Data items

------------------------------------

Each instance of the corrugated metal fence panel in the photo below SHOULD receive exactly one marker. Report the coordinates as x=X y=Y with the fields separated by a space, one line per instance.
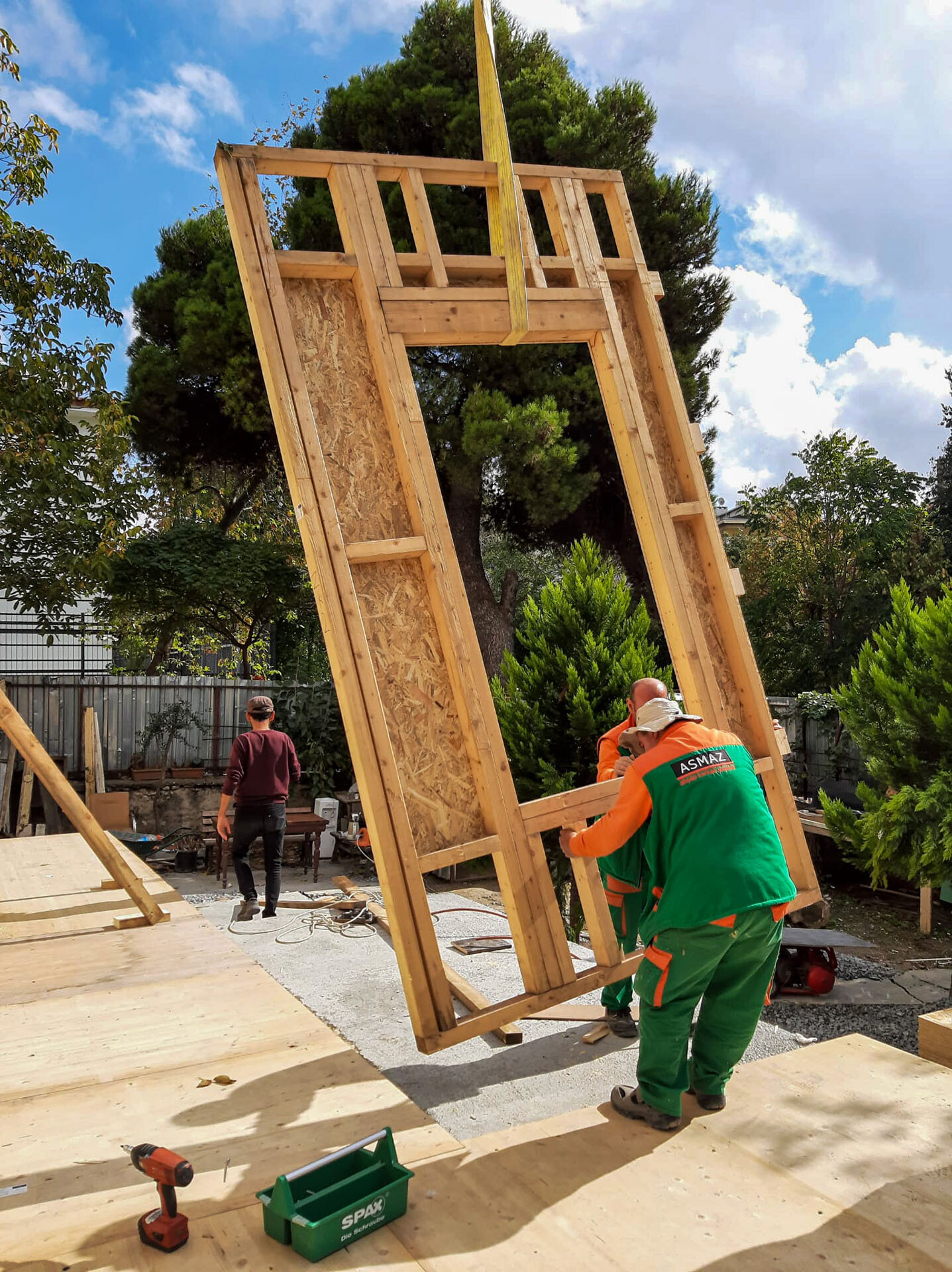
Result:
x=815 y=759
x=54 y=708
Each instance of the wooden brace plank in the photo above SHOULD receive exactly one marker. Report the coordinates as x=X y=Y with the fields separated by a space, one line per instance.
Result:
x=461 y=988
x=685 y=511
x=301 y=162
x=525 y=1005
x=423 y=229
x=484 y=322
x=568 y=807
x=386 y=550
x=458 y=853
x=40 y=763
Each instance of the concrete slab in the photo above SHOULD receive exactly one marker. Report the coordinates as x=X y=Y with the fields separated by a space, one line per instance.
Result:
x=938 y=976
x=922 y=988
x=476 y=1086
x=855 y=992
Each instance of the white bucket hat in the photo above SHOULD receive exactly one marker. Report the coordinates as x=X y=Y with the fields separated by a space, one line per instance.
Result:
x=657 y=714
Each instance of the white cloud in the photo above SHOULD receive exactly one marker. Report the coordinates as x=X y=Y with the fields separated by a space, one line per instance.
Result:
x=55 y=106
x=833 y=115
x=210 y=87
x=171 y=112
x=782 y=240
x=774 y=395
x=50 y=38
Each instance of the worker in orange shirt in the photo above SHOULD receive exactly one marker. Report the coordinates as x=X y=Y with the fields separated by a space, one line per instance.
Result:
x=621 y=871
x=719 y=888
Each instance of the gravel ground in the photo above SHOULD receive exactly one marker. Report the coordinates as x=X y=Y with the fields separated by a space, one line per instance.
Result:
x=475 y=1086
x=814 y=1018
x=894 y=1024
x=851 y=967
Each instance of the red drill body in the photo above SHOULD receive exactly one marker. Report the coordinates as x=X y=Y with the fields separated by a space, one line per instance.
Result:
x=164 y=1229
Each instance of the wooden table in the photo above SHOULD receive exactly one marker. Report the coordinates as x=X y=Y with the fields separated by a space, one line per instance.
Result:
x=302 y=823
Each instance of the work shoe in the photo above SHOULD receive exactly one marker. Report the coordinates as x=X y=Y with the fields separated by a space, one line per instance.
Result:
x=710 y=1103
x=628 y=1100
x=621 y=1023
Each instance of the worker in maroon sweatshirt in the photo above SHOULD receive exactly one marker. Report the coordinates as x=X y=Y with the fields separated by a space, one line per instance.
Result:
x=260 y=770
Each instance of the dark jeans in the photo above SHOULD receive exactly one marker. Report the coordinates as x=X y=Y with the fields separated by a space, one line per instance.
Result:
x=251 y=821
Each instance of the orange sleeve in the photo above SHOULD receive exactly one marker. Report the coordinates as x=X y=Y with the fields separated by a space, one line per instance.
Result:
x=629 y=812
x=608 y=755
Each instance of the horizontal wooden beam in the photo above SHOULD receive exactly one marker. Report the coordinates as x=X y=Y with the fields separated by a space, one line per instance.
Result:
x=555 y=811
x=301 y=162
x=386 y=550
x=431 y=317
x=316 y=265
x=525 y=1004
x=470 y=295
x=475 y=1002
x=615 y=266
x=418 y=265
x=458 y=853
x=685 y=511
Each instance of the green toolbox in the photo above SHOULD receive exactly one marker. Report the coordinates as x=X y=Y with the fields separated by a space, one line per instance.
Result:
x=323 y=1206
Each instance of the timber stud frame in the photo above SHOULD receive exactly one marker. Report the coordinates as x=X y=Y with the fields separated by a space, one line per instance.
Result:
x=331 y=333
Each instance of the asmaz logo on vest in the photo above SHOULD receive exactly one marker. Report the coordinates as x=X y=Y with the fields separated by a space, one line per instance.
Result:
x=714 y=761
x=370 y=1211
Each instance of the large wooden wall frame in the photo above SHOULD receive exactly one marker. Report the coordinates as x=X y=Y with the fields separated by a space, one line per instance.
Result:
x=331 y=331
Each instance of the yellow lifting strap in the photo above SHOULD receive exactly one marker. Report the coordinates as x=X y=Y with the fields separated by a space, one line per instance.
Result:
x=503 y=200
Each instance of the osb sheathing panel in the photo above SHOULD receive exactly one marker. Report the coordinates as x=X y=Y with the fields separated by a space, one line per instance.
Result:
x=348 y=410
x=675 y=494
x=418 y=701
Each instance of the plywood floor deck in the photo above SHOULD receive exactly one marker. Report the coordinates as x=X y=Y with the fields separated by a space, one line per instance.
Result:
x=839 y=1154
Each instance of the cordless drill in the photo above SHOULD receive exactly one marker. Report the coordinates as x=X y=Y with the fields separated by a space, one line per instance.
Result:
x=163 y=1229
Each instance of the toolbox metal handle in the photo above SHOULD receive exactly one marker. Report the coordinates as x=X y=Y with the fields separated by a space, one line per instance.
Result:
x=338 y=1154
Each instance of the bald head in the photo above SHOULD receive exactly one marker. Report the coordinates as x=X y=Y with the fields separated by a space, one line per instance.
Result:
x=643 y=691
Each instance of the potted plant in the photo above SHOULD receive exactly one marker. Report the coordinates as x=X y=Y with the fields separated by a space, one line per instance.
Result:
x=142 y=772
x=193 y=768
x=161 y=733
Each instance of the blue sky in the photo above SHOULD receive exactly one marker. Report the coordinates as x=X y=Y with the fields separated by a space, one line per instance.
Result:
x=823 y=129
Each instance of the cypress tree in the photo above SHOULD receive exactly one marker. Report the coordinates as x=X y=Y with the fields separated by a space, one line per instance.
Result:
x=898 y=706
x=580 y=648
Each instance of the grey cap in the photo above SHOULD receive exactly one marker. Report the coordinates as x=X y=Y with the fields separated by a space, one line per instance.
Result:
x=657 y=714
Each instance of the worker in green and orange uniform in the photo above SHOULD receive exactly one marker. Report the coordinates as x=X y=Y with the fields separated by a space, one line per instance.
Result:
x=621 y=871
x=721 y=887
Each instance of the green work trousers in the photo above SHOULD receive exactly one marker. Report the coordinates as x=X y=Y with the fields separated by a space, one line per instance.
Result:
x=625 y=908
x=728 y=971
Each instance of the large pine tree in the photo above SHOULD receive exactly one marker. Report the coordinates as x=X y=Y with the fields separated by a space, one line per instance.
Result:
x=425 y=102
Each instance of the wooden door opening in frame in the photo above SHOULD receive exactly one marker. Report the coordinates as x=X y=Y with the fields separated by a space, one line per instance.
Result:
x=331 y=331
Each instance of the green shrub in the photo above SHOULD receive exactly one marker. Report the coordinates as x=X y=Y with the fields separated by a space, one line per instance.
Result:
x=898 y=706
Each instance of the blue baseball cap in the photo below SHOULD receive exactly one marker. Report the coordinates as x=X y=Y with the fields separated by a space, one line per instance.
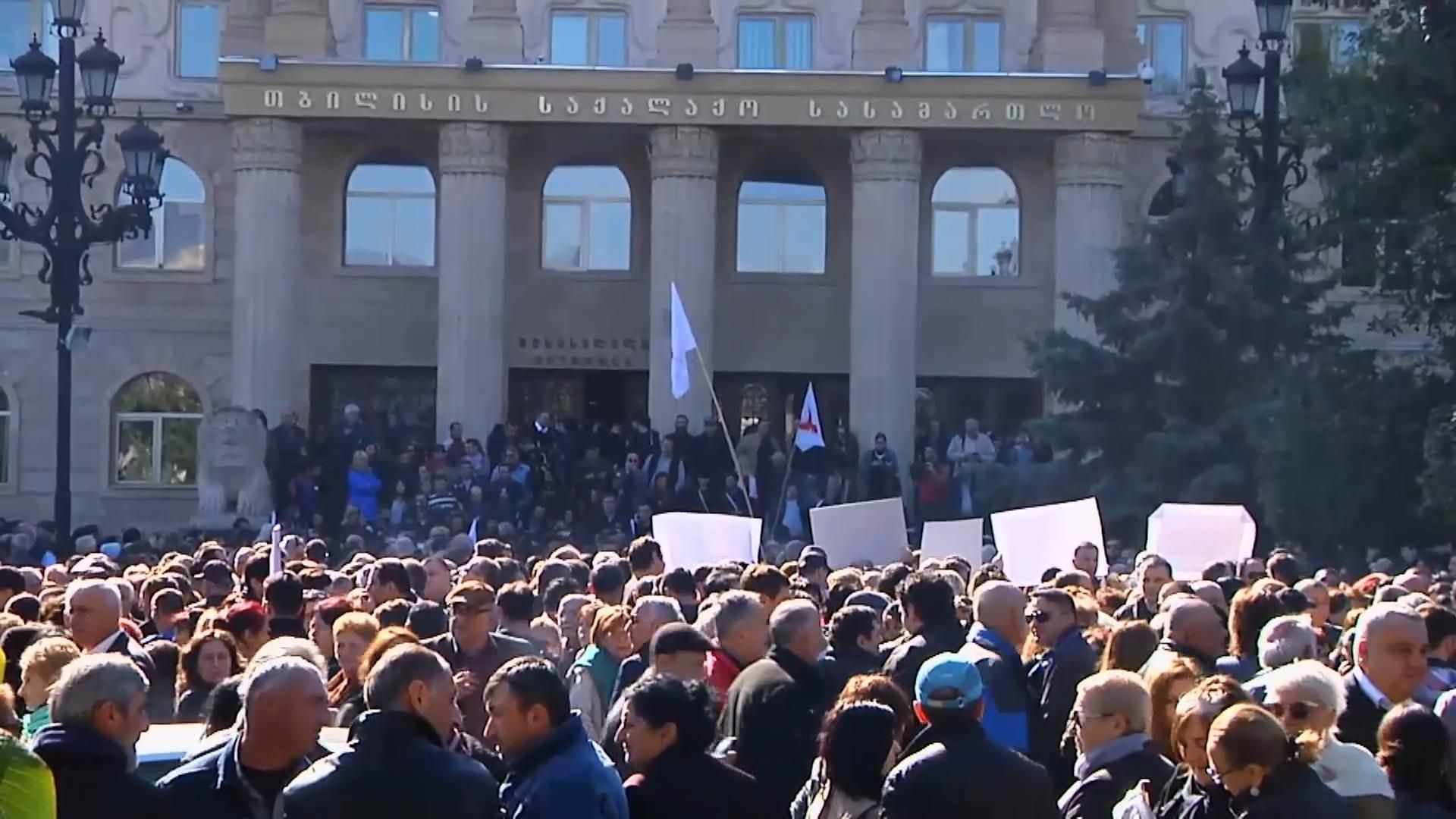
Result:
x=949 y=672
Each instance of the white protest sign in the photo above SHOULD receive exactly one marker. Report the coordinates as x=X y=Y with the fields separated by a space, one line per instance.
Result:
x=1043 y=537
x=871 y=531
x=691 y=539
x=952 y=538
x=1193 y=535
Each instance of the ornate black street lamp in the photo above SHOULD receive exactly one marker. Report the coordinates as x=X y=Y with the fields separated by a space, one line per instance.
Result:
x=66 y=156
x=1261 y=139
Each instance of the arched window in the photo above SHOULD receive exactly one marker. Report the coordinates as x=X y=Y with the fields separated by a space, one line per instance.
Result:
x=155 y=425
x=781 y=223
x=976 y=223
x=5 y=438
x=753 y=407
x=587 y=219
x=389 y=216
x=178 y=238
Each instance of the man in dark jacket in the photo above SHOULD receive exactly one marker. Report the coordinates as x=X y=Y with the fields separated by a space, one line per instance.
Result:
x=774 y=707
x=98 y=711
x=397 y=763
x=1053 y=676
x=928 y=605
x=284 y=708
x=952 y=768
x=1111 y=722
x=854 y=648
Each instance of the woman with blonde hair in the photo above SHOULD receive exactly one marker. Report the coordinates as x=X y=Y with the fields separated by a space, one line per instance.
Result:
x=1266 y=773
x=1308 y=698
x=353 y=634
x=592 y=678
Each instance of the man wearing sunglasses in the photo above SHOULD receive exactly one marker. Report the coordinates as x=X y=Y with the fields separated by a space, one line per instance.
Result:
x=1065 y=661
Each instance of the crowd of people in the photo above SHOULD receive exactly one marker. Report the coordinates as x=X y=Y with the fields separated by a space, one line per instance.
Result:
x=584 y=684
x=601 y=484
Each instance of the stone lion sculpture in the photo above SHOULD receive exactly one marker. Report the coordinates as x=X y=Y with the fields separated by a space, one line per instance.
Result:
x=232 y=479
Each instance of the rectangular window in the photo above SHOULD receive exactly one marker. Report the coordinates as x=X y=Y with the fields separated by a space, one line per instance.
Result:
x=783 y=41
x=588 y=38
x=1165 y=49
x=199 y=30
x=963 y=44
x=400 y=34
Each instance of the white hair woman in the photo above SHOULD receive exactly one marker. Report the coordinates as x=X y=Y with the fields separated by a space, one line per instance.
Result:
x=1310 y=697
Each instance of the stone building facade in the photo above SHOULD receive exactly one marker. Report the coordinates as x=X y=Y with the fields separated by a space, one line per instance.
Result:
x=419 y=207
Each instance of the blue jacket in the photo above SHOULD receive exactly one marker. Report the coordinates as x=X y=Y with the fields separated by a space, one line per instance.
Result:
x=1005 y=684
x=564 y=777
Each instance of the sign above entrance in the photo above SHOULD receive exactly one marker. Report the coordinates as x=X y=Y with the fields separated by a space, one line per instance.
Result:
x=530 y=93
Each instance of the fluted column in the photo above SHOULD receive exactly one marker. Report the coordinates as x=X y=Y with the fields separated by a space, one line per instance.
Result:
x=883 y=37
x=685 y=224
x=1090 y=219
x=471 y=350
x=494 y=33
x=688 y=34
x=1069 y=38
x=884 y=281
x=267 y=373
x=299 y=28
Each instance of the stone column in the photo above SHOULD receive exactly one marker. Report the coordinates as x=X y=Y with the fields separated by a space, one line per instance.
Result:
x=471 y=349
x=299 y=28
x=1090 y=172
x=688 y=34
x=267 y=369
x=494 y=33
x=685 y=226
x=1068 y=37
x=883 y=37
x=884 y=281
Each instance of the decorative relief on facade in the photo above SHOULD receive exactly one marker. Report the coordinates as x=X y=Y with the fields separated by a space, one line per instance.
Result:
x=265 y=143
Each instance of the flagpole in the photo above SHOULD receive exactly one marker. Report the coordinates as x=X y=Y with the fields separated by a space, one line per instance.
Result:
x=723 y=425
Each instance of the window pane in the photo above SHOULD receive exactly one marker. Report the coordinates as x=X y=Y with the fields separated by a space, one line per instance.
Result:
x=366 y=231
x=182 y=246
x=180 y=450
x=759 y=238
x=996 y=241
x=986 y=47
x=804 y=238
x=15 y=30
x=1168 y=57
x=952 y=242
x=944 y=46
x=424 y=36
x=568 y=39
x=756 y=38
x=199 y=31
x=383 y=34
x=612 y=39
x=561 y=237
x=414 y=232
x=799 y=42
x=134 y=449
x=609 y=245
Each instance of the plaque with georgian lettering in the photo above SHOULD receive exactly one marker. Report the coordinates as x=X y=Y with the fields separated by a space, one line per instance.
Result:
x=538 y=93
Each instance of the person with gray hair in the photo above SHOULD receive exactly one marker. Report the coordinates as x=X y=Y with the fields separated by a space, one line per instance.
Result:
x=286 y=707
x=98 y=711
x=1389 y=649
x=650 y=614
x=398 y=763
x=1285 y=640
x=774 y=707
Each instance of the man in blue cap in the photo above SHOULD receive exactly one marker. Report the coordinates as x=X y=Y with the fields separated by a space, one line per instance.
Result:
x=954 y=768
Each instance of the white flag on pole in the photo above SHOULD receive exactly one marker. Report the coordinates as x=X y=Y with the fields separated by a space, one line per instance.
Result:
x=810 y=431
x=683 y=343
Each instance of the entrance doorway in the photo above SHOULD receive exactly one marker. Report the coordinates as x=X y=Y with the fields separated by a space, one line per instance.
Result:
x=613 y=397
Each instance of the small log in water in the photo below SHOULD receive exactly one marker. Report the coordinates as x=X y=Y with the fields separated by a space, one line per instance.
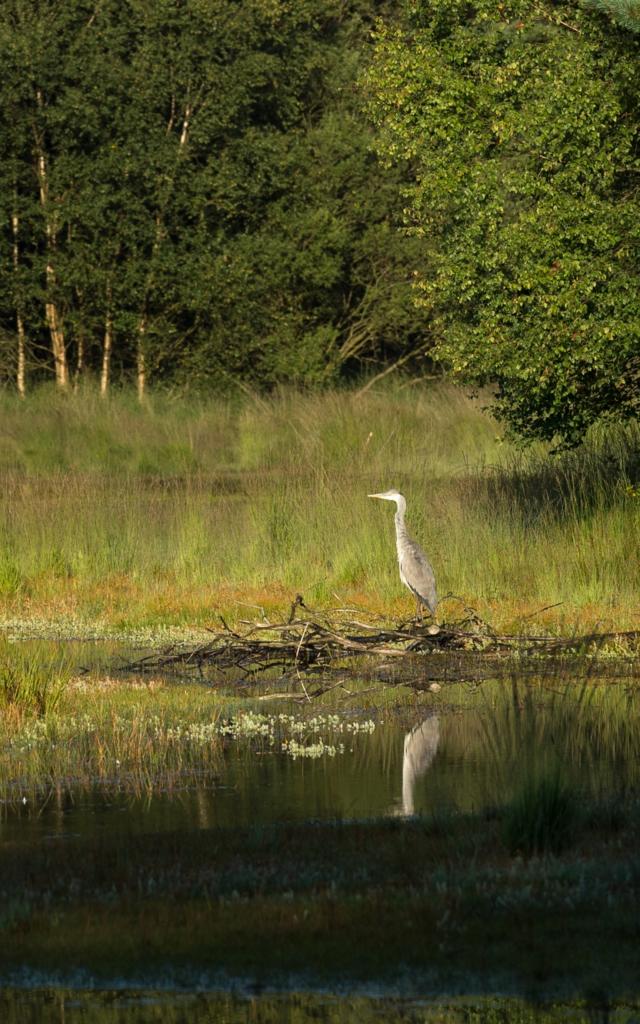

------------------------------------

WORK TO BE COMPLETED →
In the data above, start at the line that has "Each instance of the osb", stop after the line that has "Each instance of the toolbox", and print every line in between exactly as it stands.

SOLUTION →
Each instance of the osb sheathing panel in the photo above SHOULD receive exactly one marker. Report the coordinates as x=X y=Y with the fields separated by a space, one line per instance.
Result:
x=348 y=410
x=675 y=494
x=418 y=701
Each instance of the plywood floor deck in the photo above SHOULD receive exactly one marker. Report the coordinates as x=X y=Y with the fields separated by a space, one line per instance.
Result:
x=839 y=1154
Each instance of the cordless drill in the photo above SHOULD receive exactly one marker. Report the coordinates as x=X y=Y with the fields separated by a space, one line per instance.
Result:
x=163 y=1229
Each instance of the toolbox metal handle in the photo above SHOULD receive exactly one marker. Report the coordinates as x=X y=Y with the fields separated by a space, one line per instance.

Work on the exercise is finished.